Records of labeled points
━━━
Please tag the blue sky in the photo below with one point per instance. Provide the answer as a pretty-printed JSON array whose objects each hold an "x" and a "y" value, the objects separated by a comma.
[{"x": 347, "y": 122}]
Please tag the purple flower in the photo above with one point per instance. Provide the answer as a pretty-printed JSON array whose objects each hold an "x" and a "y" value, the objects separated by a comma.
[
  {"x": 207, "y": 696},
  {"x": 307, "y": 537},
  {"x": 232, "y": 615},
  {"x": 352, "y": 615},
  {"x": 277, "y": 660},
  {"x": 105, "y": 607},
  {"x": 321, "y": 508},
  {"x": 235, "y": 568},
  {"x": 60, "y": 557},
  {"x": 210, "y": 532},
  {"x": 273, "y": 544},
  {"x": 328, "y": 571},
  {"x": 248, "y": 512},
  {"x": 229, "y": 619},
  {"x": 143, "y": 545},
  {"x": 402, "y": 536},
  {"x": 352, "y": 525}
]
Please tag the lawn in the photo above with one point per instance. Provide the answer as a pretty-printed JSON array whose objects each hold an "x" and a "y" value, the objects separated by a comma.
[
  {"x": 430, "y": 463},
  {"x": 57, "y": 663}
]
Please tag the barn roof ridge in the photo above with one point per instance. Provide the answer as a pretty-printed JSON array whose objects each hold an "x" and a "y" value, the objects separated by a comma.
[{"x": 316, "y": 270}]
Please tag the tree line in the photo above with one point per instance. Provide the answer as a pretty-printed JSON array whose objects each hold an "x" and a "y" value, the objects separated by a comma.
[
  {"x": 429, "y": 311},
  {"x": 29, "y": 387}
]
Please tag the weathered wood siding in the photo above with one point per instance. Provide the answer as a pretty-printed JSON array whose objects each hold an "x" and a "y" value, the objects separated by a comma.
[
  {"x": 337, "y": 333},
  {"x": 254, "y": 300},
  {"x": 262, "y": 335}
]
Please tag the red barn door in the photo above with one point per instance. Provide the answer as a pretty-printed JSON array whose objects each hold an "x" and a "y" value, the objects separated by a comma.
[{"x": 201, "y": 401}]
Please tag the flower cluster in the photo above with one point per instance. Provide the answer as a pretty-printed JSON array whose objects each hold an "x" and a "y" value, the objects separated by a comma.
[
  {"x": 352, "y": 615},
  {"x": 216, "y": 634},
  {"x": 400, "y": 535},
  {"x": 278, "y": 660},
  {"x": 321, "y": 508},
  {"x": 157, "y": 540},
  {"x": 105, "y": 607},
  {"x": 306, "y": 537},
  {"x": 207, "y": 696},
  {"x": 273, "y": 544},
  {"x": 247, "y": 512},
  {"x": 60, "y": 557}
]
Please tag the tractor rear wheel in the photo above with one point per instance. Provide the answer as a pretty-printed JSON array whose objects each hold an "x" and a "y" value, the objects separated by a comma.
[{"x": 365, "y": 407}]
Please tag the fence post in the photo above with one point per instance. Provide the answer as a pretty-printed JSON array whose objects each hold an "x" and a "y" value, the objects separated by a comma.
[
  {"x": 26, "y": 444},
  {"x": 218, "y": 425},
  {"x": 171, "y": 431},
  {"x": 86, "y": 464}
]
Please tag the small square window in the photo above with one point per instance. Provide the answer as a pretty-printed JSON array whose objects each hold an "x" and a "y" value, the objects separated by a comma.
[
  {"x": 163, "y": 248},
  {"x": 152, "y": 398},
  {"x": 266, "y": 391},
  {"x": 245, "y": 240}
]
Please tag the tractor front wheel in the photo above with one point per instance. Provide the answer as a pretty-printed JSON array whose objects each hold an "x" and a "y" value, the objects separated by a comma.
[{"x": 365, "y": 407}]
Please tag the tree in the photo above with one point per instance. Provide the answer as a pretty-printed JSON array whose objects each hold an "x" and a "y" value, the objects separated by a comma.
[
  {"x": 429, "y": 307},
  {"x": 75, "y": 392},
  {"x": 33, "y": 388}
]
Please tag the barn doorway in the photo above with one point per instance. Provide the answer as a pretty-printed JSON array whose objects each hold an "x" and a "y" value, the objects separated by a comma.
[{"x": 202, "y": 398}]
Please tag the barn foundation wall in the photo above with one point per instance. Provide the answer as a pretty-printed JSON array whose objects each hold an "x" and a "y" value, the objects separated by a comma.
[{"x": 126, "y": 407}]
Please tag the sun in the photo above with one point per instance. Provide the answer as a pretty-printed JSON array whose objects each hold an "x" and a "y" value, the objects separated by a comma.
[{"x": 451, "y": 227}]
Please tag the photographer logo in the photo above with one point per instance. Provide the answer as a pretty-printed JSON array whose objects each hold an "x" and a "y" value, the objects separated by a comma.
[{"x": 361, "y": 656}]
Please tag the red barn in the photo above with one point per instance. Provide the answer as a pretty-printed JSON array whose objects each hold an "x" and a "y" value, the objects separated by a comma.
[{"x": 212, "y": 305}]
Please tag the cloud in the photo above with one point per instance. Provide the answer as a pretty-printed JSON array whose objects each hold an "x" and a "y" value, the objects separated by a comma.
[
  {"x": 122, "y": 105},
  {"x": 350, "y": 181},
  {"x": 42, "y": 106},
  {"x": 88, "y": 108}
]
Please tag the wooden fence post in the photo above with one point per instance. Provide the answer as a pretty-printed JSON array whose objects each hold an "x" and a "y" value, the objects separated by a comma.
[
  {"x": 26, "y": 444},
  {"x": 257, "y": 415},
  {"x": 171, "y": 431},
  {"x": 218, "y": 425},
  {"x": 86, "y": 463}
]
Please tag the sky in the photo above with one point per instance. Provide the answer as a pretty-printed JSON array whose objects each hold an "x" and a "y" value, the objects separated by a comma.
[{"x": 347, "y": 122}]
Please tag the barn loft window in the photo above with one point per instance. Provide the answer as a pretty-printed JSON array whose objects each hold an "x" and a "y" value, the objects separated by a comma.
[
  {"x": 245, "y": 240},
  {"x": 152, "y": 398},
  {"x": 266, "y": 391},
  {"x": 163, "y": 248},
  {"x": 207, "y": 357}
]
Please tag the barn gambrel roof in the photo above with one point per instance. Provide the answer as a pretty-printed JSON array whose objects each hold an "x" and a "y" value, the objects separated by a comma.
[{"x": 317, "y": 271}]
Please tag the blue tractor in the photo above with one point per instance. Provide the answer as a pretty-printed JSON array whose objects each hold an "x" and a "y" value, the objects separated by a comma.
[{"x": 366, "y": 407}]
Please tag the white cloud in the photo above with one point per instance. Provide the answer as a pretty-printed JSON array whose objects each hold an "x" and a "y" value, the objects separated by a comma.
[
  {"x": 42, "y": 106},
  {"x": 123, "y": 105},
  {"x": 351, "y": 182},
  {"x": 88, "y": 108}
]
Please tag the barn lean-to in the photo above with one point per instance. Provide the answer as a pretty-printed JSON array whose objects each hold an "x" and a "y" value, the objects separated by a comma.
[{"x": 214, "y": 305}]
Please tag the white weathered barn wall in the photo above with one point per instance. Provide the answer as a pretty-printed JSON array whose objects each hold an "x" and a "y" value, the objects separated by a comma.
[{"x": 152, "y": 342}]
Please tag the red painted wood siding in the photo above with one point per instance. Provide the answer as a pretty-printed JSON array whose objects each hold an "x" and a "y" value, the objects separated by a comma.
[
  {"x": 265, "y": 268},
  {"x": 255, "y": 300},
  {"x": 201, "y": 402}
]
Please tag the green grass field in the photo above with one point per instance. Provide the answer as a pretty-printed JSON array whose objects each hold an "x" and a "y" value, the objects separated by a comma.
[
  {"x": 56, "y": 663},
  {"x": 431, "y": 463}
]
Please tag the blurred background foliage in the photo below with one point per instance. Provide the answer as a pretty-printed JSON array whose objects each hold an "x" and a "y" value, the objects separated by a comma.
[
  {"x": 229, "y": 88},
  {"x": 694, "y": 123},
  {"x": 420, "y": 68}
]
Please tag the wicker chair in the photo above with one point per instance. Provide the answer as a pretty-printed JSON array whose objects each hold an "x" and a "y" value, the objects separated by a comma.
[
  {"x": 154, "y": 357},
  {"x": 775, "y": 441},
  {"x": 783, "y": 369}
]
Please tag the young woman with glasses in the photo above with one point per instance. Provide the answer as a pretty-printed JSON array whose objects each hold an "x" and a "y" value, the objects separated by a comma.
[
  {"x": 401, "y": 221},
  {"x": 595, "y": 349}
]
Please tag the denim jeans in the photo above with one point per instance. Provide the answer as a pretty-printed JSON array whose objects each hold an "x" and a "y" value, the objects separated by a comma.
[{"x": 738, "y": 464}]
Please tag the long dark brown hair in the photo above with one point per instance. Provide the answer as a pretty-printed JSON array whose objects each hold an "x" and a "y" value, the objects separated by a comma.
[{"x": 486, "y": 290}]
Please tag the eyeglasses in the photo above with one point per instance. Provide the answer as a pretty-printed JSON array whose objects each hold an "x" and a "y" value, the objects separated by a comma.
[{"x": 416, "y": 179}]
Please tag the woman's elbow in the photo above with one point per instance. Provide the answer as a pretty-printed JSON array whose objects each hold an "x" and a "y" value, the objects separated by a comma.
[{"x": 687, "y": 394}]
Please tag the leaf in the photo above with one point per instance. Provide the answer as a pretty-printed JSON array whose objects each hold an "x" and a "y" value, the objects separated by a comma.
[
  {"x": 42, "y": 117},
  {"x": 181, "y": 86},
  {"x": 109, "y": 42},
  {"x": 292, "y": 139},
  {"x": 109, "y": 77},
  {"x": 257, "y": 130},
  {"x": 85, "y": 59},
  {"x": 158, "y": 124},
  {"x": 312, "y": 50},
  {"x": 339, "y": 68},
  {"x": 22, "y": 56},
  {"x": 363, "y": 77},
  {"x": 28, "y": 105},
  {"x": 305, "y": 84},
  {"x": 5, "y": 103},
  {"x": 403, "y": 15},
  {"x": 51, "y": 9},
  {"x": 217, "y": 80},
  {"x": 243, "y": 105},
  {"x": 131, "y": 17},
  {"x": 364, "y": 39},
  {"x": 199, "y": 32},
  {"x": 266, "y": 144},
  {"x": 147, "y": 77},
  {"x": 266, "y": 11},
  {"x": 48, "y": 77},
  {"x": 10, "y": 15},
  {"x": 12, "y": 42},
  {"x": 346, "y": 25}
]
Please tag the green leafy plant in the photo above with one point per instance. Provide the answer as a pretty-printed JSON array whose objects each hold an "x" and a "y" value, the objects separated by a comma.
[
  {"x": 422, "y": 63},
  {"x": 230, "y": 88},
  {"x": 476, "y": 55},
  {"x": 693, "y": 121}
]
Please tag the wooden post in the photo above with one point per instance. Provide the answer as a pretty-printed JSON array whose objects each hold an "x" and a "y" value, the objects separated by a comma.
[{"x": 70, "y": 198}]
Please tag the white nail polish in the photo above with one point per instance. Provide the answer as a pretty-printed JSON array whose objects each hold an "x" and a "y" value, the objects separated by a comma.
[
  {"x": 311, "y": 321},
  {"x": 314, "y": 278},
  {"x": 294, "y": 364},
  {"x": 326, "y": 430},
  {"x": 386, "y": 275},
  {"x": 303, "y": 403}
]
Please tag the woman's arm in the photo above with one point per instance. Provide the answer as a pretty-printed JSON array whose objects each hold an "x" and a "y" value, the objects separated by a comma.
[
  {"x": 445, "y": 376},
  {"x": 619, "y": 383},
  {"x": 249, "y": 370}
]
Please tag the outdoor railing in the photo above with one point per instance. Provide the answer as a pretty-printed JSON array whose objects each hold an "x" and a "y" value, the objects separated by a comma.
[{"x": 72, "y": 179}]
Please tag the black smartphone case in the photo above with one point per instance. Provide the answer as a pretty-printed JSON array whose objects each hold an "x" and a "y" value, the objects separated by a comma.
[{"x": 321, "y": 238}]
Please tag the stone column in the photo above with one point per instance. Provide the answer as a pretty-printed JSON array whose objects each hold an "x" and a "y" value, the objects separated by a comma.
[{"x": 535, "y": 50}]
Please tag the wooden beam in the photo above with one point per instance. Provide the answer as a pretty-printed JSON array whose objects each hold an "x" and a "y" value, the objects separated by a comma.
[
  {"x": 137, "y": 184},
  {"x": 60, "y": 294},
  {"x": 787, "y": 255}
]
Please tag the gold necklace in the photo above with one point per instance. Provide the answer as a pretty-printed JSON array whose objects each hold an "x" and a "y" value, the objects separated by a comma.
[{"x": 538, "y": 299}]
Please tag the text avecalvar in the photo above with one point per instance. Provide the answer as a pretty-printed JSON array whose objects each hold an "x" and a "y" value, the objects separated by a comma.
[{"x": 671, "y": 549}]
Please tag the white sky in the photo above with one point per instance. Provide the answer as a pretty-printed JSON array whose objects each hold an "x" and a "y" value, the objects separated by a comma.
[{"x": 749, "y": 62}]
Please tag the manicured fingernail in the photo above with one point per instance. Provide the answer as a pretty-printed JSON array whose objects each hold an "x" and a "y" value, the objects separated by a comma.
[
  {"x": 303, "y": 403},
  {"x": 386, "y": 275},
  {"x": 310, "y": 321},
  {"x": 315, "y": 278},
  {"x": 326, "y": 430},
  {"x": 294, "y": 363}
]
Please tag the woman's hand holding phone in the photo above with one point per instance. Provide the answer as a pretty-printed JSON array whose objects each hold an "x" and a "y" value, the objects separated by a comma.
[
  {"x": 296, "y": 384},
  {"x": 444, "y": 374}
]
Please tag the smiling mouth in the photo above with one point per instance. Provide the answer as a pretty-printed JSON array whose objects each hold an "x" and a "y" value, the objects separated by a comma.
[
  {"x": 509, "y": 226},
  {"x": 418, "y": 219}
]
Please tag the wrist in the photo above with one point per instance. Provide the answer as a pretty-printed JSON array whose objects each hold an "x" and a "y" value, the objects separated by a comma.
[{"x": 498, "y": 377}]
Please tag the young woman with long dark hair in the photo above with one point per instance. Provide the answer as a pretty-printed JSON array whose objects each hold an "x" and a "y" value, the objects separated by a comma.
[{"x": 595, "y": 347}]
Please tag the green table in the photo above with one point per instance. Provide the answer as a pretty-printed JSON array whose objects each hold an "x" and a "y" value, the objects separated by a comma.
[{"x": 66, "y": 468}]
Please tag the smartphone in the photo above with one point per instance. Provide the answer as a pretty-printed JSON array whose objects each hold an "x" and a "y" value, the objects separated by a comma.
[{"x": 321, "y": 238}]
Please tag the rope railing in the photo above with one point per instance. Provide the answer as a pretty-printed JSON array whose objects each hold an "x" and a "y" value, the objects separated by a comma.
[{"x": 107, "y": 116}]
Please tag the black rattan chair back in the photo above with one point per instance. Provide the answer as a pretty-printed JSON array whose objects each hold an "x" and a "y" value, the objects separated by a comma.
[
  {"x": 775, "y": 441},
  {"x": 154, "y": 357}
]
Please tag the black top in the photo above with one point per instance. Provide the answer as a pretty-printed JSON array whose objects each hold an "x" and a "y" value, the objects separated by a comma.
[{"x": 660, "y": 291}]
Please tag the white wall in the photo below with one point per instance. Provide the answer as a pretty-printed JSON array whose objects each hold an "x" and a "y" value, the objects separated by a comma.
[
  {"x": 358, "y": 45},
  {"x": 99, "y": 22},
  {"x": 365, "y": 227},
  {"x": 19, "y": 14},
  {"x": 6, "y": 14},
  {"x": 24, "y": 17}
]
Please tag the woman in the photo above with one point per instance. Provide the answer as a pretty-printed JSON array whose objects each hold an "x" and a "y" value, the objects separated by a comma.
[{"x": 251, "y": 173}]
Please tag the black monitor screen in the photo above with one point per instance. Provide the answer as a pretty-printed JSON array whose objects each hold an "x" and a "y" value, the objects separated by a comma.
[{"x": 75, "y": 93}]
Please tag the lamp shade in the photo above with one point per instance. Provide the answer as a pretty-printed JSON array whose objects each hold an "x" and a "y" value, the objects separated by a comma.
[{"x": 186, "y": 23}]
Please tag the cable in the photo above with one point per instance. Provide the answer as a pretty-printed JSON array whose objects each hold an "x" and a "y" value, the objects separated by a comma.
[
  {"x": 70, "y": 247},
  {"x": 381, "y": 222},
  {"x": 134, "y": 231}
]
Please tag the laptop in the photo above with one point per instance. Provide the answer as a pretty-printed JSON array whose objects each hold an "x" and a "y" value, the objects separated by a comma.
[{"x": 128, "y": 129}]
━━━
- [OBJECTIVE] Copy exactly the lines of the listing above, beginning at the line with "Please tag the woman in" and ending at its final line; write out nothing else.

- [ANSWER TO THE EXERCISE]
Please tag the woman in the photo above with one point per instance. Provide the answer as a pretty-printed JSON array whose objects each hold an "x" and a "y" value, the objects separated by a comma.
[{"x": 251, "y": 173}]
Please tag the black monitor screen in the photo above with one point per instance. Provide the answer as a pretty-printed JSON array whose objects each hold an "x" and a "y" value, the objects separated by a comma.
[{"x": 75, "y": 93}]
Please tag the lamp shade in the photo above with one point per instance. Provide the answer as a pretty-printed JSON array whose objects each hold an "x" and a "y" value, the objects separated by a comma.
[{"x": 186, "y": 23}]
Please tag the cable in the photo above with one point per instance. Provide the answer as a pretty-printed JSON array whose objects each hold an "x" and a "y" value, the objects separated by a comma.
[
  {"x": 70, "y": 247},
  {"x": 381, "y": 222},
  {"x": 134, "y": 231}
]
Please tag the laptop in the photo above with one point per instance. Provide the answer as a pretty-printed JSON array whose objects each hold an "x" and a "y" value, the objects separated by a comma.
[{"x": 128, "y": 129}]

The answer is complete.